» Supplied records:
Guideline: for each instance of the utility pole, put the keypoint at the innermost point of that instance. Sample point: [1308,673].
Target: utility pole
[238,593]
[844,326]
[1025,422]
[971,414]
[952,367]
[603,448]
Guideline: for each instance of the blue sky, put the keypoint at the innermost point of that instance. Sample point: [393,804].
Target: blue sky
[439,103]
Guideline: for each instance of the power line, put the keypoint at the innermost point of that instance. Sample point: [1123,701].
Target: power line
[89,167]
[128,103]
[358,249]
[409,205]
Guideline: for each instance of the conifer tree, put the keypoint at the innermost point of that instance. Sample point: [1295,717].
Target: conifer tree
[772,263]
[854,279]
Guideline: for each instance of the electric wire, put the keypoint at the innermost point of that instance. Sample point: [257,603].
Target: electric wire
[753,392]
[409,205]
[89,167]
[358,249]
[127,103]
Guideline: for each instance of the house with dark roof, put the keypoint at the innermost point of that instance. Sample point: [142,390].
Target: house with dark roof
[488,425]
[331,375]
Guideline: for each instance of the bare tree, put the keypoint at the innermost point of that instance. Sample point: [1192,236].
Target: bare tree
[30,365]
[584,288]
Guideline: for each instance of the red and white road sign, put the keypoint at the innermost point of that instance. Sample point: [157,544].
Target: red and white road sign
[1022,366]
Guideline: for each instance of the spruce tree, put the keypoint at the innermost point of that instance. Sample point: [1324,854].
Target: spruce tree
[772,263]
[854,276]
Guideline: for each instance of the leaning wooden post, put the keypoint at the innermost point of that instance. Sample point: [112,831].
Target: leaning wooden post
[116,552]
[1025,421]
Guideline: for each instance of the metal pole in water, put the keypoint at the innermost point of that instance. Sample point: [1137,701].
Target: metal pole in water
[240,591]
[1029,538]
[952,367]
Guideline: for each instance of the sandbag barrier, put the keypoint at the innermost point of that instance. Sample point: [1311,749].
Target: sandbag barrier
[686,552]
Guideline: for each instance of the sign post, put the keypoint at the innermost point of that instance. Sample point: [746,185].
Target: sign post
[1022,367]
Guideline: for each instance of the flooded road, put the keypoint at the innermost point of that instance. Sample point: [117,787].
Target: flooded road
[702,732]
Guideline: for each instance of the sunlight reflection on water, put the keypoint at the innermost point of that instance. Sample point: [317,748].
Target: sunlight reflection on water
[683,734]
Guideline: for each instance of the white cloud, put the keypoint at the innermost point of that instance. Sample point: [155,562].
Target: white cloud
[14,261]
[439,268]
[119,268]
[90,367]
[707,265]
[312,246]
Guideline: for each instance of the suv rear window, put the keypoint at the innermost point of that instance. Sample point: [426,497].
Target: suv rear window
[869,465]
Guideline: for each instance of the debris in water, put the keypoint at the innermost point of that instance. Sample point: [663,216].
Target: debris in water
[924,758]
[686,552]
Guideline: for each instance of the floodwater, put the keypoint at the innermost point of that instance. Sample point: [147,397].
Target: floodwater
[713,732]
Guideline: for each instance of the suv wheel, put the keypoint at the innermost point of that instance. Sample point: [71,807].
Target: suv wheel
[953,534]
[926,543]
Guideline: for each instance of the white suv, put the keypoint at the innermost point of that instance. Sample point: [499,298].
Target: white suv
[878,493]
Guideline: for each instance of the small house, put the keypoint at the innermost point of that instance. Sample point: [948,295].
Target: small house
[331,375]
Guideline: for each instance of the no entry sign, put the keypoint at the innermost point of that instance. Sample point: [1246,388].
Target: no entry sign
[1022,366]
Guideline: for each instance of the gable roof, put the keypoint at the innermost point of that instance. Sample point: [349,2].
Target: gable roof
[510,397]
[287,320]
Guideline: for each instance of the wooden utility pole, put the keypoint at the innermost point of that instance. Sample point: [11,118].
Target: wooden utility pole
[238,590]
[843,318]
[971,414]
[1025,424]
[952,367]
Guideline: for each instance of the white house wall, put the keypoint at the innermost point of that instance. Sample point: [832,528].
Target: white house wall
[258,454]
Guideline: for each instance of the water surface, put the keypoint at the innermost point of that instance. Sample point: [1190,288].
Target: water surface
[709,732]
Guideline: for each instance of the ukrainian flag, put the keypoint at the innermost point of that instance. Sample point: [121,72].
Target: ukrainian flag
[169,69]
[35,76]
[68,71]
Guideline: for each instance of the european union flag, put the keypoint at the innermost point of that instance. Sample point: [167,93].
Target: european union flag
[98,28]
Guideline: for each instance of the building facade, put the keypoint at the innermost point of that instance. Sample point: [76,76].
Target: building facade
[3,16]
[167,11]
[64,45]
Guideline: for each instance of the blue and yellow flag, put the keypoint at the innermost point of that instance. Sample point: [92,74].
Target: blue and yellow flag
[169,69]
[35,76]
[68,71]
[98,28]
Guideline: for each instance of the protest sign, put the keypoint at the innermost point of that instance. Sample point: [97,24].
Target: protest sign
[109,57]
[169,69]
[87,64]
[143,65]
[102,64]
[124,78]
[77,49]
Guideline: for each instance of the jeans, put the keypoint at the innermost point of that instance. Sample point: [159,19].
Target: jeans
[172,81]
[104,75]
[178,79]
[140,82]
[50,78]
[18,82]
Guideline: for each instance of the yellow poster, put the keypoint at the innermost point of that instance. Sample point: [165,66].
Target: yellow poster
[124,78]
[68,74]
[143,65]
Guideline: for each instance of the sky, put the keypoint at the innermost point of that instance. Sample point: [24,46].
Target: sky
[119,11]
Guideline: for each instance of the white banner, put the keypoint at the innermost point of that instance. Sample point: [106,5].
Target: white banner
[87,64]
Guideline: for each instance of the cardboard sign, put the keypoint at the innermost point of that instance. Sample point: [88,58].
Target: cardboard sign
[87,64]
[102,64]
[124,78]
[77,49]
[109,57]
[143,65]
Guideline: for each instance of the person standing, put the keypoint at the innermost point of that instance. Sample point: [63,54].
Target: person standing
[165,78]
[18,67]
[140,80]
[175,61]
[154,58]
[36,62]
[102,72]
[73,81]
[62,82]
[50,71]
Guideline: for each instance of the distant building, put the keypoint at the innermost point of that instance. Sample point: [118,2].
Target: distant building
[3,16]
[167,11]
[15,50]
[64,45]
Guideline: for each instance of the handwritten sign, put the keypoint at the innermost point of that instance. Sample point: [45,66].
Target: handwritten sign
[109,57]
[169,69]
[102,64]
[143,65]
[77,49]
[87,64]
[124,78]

» Aim of the exercise:
Write the data out again. Match it exactly.

» Result of the exercise:
Guideline: for each instance of the utility pole, put the keypoint at the innermost point of that instance. Sample point: [1308,673].
Target: utility pole
[238,593]
[844,326]
[1025,422]
[971,414]
[952,367]
[603,448]
Guideline: for each instance of the blue sky, put the keypoint at the innermost point of that instance. Sample point: [393,804].
Target: blue sky
[439,103]
Guideline: for each instance of the power line, put the keypoint at the innermost point of that instance. Sample point: [1123,701].
Target: power line
[89,167]
[128,103]
[358,249]
[409,205]
Guideline: for each instance of the conifer tree, put the keypoint at the innermost point of that instance. Sample point: [1295,717].
Target: conifer tree
[772,263]
[854,279]
Guideline: for each instance of the electric wire, put the keypoint at the innermost point of that instance. Sample point: [257,603].
Target: electric wire
[753,392]
[409,205]
[89,167]
[358,249]
[127,103]
Guideline: for each instance of the house with dark roof, put the keypoint at the innermost point of that instance. Sample point: [142,390].
Target: house with dark roof
[488,425]
[331,375]
Guideline: for each instance of the bare tree, put the keypoint at the innermost point of that instance. Sample point: [1192,236].
Target: bare tree
[30,365]
[584,288]
Guideline: for each instance of the red and white road sign, put the keypoint at the innermost point of that instance. Sample point: [157,544].
Target: red and white road sign
[1022,366]
Guideline: for each instance of the spruce tree, put the keypoint at the innermost point of that instance. Sample point: [1324,854].
Target: spruce tree
[772,263]
[854,276]
Guideline: for each instance of the leaning wooden post, put the keypoint at the innermost point of that instance. Sample point: [112,831].
Target: leaning wooden post
[116,552]
[1025,421]
Guideline: for each instance of the metal pole in water, put the keypoint at the innermost point of that instance. Sample point: [1137,701].
Target: metal pole in water
[240,591]
[1029,538]
[952,367]
Guideline: for each instance of the sandbag barrier, put the keypoint at the innermost point of that instance. Sample point: [1311,749].
Target: sandbag barrier
[686,552]
Guideline: for each instance of the sign post, put the keypoint at the innermost point of that instance. Sample point: [746,185].
Target: sign post
[1022,367]
Guideline: for each instance of the flooded road, put the keypoint at the innermost point of that instance. Sample point: [117,787].
Target: flooded road
[702,732]
Guideline: for each instance of the sunlight reflection on water, put the keypoint at the innermost point of that instance. Sample point: [317,748].
Target: sunlight reflection on water
[683,734]
Guideline: for each instance of the white cloud, put the keypoint at the innermost point of that instance. Sample point: [155,562].
Target: white cloud
[14,261]
[439,268]
[119,268]
[90,367]
[707,265]
[312,246]
Guideline: for each instance of the suv rear window, put the keypoint at the innermost point of that instance. Sample point: [426,497].
Target: suv rear window
[869,465]
Guideline: for each instance of the debris in water, put the keypoint at the innermost point of that instance. Sample point: [663,216].
Target: debris in water
[924,758]
[686,552]
Guideline: for each instance of the floodwater, put the keypoint at the innermost point of that instance. Sample point: [147,397].
Target: floodwater
[713,732]
Guideline: for each instance of the suv wheel, put the keypoint at the innermost point of that instance. Sample point: [71,807].
Target: suv wheel
[953,534]
[926,543]
Guideline: for each instance of the white suv, put the keypoint at the innermost point of that instance. Sample point: [499,298].
Target: white suv
[878,493]
Guideline: for each instance of the small house, put the keypoint at the innermost point of that instance. Sample point: [948,295].
Target: small house
[331,375]
Guideline: for each instance of the no entry sign, put the keypoint at the innermost point of that instance. Sample point: [1246,388].
Target: no entry sign
[1022,366]
Guideline: for each instance of the gable roof, put the keypoint at the innermost point of that instance. Sample point: [349,2].
Target: gable roof
[510,397]
[287,320]
Guideline: for each instance of the wooden utility pole, put the keypoint at the innermost point of that instance. Sample point: [11,118].
Target: wooden utility pole
[238,590]
[843,318]
[971,414]
[1025,424]
[952,367]
Guideline: for each instance of the white house wall, put the keypoint at the innermost point of that instance. Sample point: [832,528].
Target: white house wall
[258,454]
Guideline: for each instance of the water surface, put the keypoint at the innermost point of that instance. Sample point: [1190,288].
Target: water surface
[709,732]
Guideline: for each instance of the ukrainian flag, put the keypoint at the innermost point of that instance. Sample point: [121,72].
Target: ukrainian flag
[169,69]
[35,76]
[68,71]
Guideline: for each instance of the european union flag, put the keypoint at the innermost point of that instance. Sample point: [167,93].
Target: european union flag
[98,28]
Guideline: for each instance of the building facade, put the keypoint at the innermost point of that instance. Sample point: [76,76].
Target: building facade
[3,16]
[167,11]
[64,45]
Guideline: for each instance of the blue and yellow flag, put the keypoint at the innermost point of that instance. Sample point: [92,74].
Target: blue and yellow flag
[169,69]
[35,76]
[68,71]
[98,28]
Guideline: for each instance of the protest sign, put the keypoint at the innermost point of that instance. Sample point: [97,24].
Target: protest sign
[109,57]
[169,69]
[87,64]
[143,65]
[102,64]
[124,78]
[77,49]
Guideline: for each instance of the jeans, put the keypoint at the innermost point of that instance. Sample point: [159,19].
Target: jeans
[172,81]
[104,75]
[178,79]
[140,82]
[50,78]
[18,82]
Guideline: for each instance of the yellow poster, put the keypoint at the innermost point of that instance. Sample point: [165,66].
Target: yellow poster
[124,78]
[68,74]
[143,65]
Guideline: for each instance of the sky, put the keypoint at the innermost point of that instance. Sample point: [24,46].
Target: sky
[119,11]
Guideline: for each instance of the white banner, put the keypoint at the innermost point of that instance. Sample point: [106,5].
Target: white banner
[87,64]
Guideline: for each instance of the cardboard sign, put the keypoint at the innermost point of that instance. Sample point: [88,58].
Target: cardboard sign
[87,64]
[102,64]
[124,78]
[77,49]
[109,57]
[143,65]
Guideline: for each instance of the person standing, put the keypoint at the innermost point of that instance. Sample point: [63,54].
Target: person standing
[165,78]
[18,67]
[140,80]
[175,61]
[154,58]
[36,62]
[102,72]
[73,81]
[62,82]
[50,71]
Guideline: for each instance of the distant building, put the keypoint at the innermost point of that instance. Sample point: [118,2].
Target: distant building
[3,16]
[167,11]
[15,50]
[64,45]
Guideline: for each instance of the handwritten sign, put the keypoint at the innermost point of that instance. Sample point: [45,66].
Target: handwritten sign
[109,57]
[169,69]
[102,64]
[143,65]
[77,49]
[87,64]
[124,78]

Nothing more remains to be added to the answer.